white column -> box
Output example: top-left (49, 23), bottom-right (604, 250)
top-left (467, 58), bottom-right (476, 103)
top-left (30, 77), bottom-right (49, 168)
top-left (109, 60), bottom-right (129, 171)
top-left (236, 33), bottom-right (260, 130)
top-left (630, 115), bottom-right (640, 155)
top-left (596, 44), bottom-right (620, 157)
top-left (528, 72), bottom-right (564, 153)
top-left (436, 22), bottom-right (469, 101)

- - - - - - -

> **Instructions to follow**: Repeat all of the lines above word for word, without changing a single character.

> **Answer for the task**:
white column -> box
Output example: top-left (49, 23), bottom-right (604, 250)
top-left (467, 58), bottom-right (476, 103)
top-left (30, 77), bottom-right (49, 168)
top-left (109, 60), bottom-right (129, 171)
top-left (236, 33), bottom-right (260, 130)
top-left (630, 115), bottom-right (640, 155)
top-left (596, 44), bottom-right (620, 157)
top-left (528, 72), bottom-right (564, 153)
top-left (436, 22), bottom-right (469, 101)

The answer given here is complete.